• _AUSZUFÜHRENDE AUFGABE_: Schreibe aus dem Text zur Beitragsbemessung den Abschnitt wortgetreu ab, beginnend bei „Insbesondere durften die“ und endend bei „Zeit nicht vor.“.

• _AUSGEWÄHLTER TEXT_:
▬▬▬▬▬▬

Insbesondere durften die Beiträge zur freiwilligen Versicherung in der
gesetzlichen Krankenversicherung (GKV) sowie diejenigen zur sozialen
Pflegeversicherung (sPV) unter Zuordnung des Überbrückungsgeldes (Übbg)
zu den jeweiligen Bewilligungsmonaten festgesetzt werden. Grundlage für
die Einbeziehung des Übbg im Jahr 2006 war noch § 240 SGB V iVm der
Satzung der Beklagten, für die sPV iVm § 57 Abs 4 S 1 SGB XI. In § 7
Abs 3 Nr 1 Buchst a der Satzung der Beklagten wurden die gesetzlichen
Vorgaben für die Beitragsbemessung beanstandungsfrei umgesetzt. Auch das
Übbg durfte für die Beitragsbemessung herangezogen werden; denn es
sollte nach den Gesetzesmaterialien Existenzgründern durch Zahlung eines
regelmäßigen Zuschusses für die Dauer von sechs Monaten gerade die
Sicherung des Lebensunterhalts ermöglichen. Insoweit privilegierende
Regelungen sah das Gesetz in der hier streitigen Zeit nicht vor.

▬▬▬▬▬▬

• _DATENEINTRÄGE_:

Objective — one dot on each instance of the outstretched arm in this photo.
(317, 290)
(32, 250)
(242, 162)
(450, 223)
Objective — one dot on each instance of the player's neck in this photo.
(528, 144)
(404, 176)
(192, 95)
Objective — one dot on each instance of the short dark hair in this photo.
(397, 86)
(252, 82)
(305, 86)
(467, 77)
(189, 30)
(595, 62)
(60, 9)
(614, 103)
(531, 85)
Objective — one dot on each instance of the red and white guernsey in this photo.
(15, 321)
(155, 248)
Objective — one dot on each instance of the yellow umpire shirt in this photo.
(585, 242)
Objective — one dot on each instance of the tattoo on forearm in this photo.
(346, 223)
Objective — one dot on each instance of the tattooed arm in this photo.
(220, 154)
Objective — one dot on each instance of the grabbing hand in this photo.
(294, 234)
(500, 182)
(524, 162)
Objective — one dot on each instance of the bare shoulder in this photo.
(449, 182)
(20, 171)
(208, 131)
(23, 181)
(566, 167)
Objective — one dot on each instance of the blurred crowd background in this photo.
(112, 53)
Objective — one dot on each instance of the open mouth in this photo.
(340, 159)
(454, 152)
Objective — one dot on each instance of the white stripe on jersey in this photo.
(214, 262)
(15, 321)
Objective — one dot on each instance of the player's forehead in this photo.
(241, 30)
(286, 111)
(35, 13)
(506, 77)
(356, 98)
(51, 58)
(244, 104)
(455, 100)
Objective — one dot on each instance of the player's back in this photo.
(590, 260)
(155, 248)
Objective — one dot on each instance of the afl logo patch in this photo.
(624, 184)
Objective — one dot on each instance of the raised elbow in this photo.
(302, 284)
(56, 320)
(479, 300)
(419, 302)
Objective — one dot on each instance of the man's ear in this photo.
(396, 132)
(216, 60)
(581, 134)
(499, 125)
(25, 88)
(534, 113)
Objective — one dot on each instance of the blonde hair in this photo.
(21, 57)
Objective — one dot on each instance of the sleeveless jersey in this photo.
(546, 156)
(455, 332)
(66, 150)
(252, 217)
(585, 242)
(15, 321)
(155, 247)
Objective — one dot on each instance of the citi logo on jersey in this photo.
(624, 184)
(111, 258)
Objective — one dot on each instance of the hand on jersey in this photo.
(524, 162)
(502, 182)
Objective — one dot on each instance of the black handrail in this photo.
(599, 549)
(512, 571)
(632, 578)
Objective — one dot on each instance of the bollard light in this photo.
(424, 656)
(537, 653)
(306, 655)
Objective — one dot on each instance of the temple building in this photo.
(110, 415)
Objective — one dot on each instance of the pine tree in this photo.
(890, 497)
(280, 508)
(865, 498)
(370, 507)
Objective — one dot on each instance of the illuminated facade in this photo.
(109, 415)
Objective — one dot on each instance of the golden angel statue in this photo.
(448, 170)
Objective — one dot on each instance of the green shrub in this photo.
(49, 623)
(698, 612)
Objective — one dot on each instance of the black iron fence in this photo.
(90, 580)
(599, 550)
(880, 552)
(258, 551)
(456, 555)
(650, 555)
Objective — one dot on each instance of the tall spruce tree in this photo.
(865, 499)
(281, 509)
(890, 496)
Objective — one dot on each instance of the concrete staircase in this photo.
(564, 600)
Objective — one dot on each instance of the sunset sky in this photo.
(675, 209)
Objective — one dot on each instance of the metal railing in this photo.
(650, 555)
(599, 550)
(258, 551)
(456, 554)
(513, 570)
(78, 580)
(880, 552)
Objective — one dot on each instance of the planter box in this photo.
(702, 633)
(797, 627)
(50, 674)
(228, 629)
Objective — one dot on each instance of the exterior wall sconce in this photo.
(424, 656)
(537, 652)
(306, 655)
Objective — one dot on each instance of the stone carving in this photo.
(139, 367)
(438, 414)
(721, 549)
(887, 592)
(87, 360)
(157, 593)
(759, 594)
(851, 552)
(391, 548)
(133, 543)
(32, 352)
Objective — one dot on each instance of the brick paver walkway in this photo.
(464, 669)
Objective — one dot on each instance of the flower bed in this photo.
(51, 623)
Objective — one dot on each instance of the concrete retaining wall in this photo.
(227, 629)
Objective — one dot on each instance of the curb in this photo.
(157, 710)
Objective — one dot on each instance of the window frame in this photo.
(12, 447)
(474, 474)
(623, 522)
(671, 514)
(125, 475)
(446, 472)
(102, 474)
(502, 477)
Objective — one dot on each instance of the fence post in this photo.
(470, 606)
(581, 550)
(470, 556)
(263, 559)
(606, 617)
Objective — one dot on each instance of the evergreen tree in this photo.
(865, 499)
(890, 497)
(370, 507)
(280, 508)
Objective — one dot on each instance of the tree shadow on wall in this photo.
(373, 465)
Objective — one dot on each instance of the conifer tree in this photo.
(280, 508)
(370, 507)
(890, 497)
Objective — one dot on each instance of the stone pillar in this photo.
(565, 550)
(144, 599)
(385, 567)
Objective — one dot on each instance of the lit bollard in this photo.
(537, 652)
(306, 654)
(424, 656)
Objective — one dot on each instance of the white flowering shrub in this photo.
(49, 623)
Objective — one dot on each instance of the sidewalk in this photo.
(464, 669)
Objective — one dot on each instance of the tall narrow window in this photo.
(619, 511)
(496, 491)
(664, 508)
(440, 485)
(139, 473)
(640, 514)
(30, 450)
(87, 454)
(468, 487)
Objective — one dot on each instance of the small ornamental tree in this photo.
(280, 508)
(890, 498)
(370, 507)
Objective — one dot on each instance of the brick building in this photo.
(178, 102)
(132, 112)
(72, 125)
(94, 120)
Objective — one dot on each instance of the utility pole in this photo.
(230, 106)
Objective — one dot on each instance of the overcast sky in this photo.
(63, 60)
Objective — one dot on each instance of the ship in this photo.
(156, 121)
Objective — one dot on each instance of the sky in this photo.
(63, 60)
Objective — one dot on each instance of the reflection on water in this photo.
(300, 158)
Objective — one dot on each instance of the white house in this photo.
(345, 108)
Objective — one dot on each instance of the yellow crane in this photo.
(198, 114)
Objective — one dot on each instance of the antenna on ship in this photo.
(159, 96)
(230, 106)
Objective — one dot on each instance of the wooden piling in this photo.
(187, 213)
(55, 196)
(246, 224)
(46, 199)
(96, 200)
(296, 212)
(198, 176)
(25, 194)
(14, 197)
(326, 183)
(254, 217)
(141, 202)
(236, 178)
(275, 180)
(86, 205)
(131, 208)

▬▬▬▬▬▬

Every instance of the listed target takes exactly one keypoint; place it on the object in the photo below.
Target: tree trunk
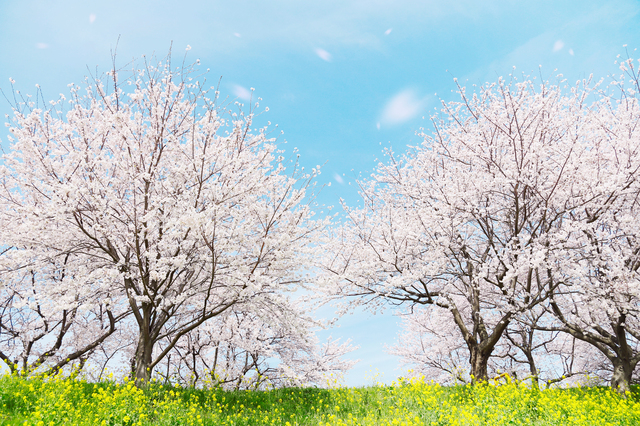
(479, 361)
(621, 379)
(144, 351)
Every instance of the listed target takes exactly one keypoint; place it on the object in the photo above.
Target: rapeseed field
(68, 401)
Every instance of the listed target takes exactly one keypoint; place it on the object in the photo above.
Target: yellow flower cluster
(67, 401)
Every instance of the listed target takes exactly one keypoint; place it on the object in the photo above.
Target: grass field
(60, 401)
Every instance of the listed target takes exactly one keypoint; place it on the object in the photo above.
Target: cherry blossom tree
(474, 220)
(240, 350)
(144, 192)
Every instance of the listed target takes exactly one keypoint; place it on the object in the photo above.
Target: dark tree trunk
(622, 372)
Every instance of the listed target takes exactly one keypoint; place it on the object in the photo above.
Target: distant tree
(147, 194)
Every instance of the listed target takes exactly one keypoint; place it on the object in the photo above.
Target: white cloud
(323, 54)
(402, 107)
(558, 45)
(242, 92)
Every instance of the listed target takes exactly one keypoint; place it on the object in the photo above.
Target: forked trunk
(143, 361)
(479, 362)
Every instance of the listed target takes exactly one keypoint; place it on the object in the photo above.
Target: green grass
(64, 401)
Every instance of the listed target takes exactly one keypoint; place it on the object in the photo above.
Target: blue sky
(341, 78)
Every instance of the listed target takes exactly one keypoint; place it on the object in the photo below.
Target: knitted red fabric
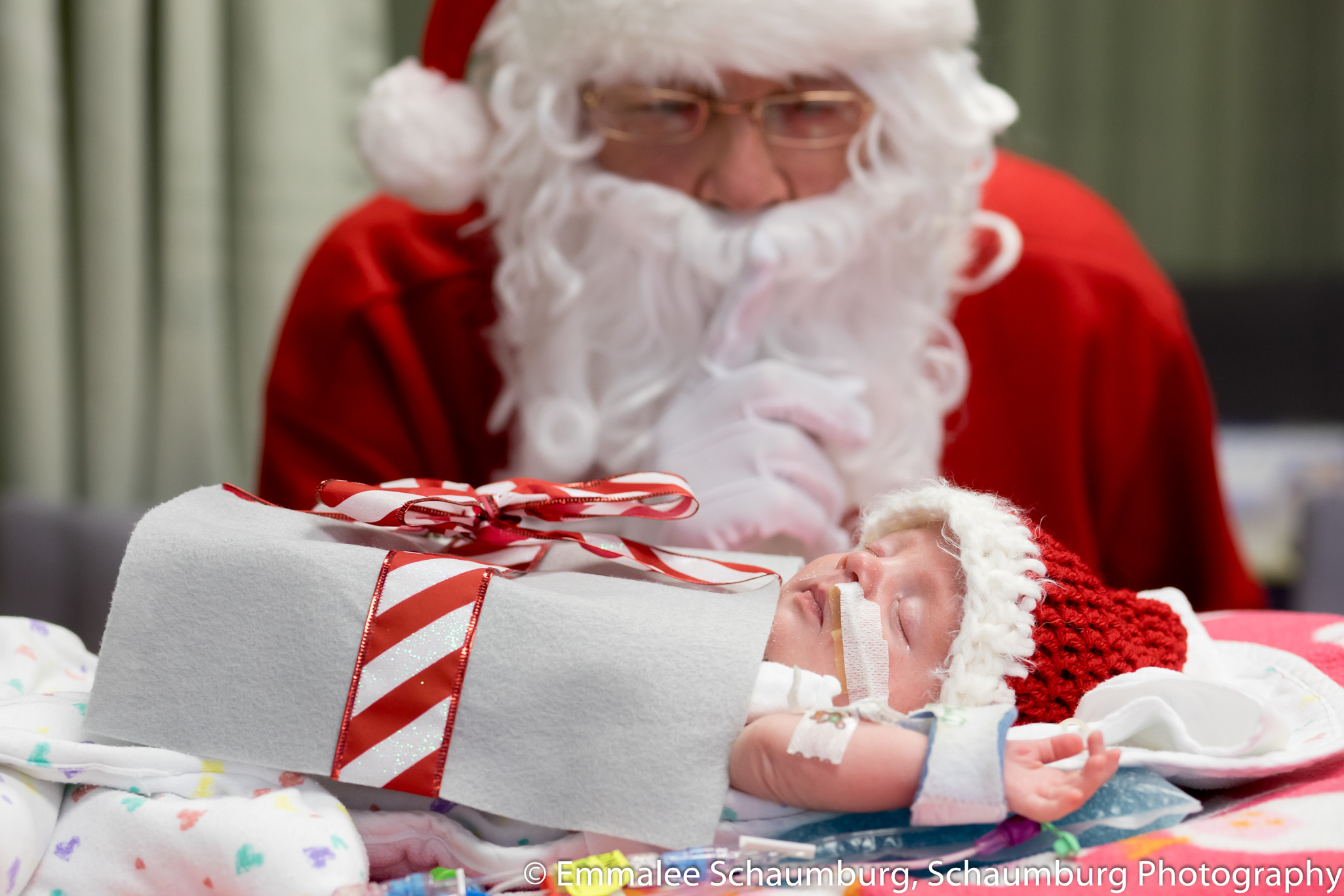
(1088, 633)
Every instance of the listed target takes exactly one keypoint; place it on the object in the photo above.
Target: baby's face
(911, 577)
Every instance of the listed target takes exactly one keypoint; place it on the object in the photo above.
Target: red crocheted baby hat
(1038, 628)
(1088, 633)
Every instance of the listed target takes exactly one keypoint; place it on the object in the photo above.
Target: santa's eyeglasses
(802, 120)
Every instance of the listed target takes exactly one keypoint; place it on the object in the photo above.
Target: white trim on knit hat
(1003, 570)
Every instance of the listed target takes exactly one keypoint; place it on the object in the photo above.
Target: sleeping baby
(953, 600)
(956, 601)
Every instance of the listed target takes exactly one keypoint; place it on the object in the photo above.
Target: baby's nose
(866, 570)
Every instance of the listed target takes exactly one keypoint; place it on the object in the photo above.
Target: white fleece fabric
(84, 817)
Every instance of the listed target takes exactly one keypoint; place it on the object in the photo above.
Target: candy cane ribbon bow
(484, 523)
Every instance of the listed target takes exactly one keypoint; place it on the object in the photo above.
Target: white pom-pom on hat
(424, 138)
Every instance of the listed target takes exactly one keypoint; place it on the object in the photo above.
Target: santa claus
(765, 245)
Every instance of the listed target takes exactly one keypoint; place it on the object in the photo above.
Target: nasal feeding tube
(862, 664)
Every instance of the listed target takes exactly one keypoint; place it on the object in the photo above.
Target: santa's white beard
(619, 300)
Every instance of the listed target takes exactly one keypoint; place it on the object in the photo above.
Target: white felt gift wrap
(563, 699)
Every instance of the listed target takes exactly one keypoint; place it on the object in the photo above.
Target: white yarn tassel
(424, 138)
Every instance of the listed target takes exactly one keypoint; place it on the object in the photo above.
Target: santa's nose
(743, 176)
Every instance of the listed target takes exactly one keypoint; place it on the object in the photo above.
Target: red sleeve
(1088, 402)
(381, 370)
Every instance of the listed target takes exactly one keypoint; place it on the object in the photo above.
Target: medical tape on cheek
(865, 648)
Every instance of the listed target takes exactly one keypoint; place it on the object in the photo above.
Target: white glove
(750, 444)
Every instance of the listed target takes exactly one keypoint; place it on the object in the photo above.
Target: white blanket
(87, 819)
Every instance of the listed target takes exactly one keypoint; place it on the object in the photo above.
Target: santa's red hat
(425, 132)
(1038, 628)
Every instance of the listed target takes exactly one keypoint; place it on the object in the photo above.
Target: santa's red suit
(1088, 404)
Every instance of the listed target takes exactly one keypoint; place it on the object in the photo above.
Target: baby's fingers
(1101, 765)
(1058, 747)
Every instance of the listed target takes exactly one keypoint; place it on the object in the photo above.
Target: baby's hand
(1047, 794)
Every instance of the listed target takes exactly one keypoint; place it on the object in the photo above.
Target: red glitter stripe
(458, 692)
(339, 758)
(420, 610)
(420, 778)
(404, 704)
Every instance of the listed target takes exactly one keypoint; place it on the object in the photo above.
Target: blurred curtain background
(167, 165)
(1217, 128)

▬▬▬▬▬▬

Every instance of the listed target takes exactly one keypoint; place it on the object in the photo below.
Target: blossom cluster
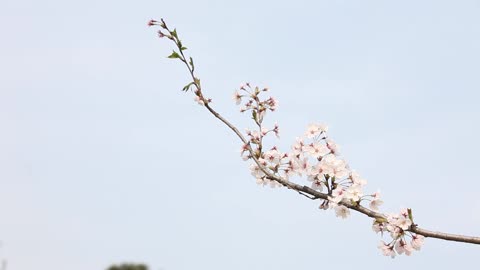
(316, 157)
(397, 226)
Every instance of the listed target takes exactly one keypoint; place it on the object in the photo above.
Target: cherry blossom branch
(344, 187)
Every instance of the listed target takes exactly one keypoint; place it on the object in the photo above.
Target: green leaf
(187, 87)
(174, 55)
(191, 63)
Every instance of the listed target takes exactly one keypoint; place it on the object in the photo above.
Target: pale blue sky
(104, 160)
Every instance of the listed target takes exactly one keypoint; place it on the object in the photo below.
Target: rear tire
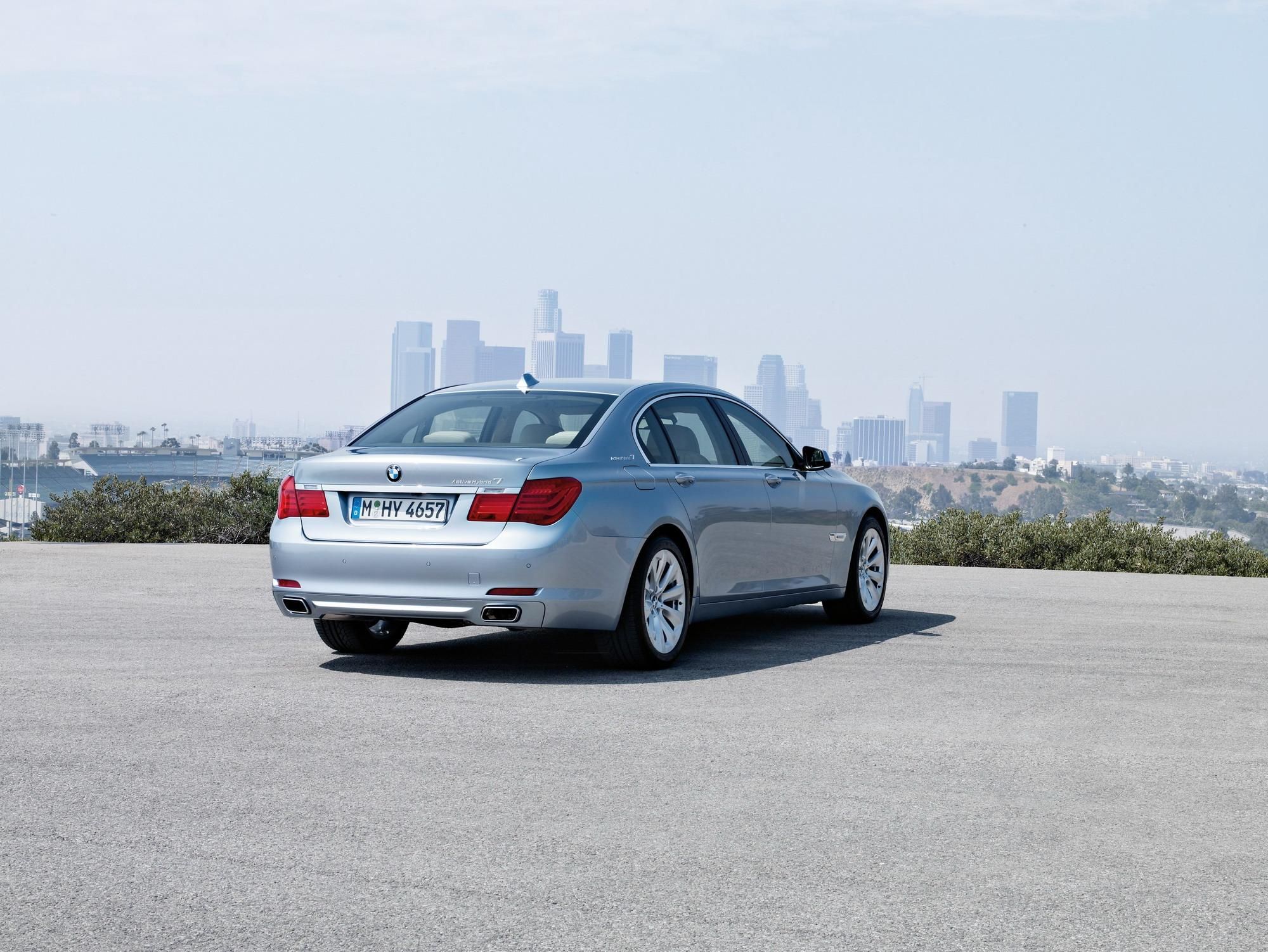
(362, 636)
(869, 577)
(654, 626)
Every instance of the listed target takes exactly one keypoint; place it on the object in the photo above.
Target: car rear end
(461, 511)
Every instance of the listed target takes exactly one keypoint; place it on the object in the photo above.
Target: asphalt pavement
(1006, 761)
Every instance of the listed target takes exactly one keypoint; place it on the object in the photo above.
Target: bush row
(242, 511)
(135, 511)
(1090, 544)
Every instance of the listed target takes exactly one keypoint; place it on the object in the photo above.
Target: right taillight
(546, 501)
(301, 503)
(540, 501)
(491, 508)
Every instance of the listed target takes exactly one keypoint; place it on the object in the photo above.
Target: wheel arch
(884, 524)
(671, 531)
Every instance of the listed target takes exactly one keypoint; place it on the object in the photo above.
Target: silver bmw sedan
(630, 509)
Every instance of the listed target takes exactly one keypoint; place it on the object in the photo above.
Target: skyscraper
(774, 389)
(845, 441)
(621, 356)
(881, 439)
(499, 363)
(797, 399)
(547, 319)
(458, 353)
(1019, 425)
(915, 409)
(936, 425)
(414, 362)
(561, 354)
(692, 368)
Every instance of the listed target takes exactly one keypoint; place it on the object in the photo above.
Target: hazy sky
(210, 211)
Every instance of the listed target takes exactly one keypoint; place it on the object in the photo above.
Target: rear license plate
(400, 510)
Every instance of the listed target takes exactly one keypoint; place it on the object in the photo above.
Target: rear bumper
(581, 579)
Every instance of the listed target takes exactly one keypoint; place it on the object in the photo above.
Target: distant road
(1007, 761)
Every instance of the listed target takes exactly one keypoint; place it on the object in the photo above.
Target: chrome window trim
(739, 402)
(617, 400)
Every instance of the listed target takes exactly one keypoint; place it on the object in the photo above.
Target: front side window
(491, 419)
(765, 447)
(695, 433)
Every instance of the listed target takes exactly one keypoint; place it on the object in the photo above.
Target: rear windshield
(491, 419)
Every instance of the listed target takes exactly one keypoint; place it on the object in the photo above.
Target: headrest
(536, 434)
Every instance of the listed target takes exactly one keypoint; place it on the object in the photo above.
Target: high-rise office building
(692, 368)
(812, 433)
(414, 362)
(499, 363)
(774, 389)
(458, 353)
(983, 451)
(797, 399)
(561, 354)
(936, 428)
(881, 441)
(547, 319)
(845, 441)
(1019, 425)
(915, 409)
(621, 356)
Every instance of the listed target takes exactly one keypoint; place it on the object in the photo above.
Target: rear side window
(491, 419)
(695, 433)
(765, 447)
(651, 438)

▬▬▬▬▬▬

• _ANTWORT ZUR AUFGABE_:
Insbesondere durften die Beiträge zur freiwilligen Versicherung in der
gesetzlichen Krankenversicherung (GKV) sowie diejenigen zur sozialen
Pflegeversicherung (sPV) unter Zuordnung des Überbrückungsgeldes (Übbg)
zu den jeweiligen Bewilligungsmonaten festgesetzt werden. Grundlage für
die Einbeziehung des Übbg im Jahr 2006 war noch § 240 SGB V iVm der
Satzung der Beklagten, für die sPV iVm § 57 Abs 4 S 1 SGB XI. In § 7
Abs 3 Nr 1 Buchst a der Satzung der Beklagten wurden die gesetzlichen
Vorgaben für die Beitragsbemessung beanstandungsfrei umgesetzt. Auch das
Übbg durfte für die Beitragsbemessung herangezogen werden; denn es
sollte nach den Gesetzesmaterialien Existenzgründern durch Zahlung eines
regelmäßigen Zuschusses für die Dauer von sechs Monaten gerade die
Sicherung des Lebensunterhalts ermöglichen. Insoweit privilegierende
Regelungen sah das Gesetz in der hier streitigen Zeit nicht vor.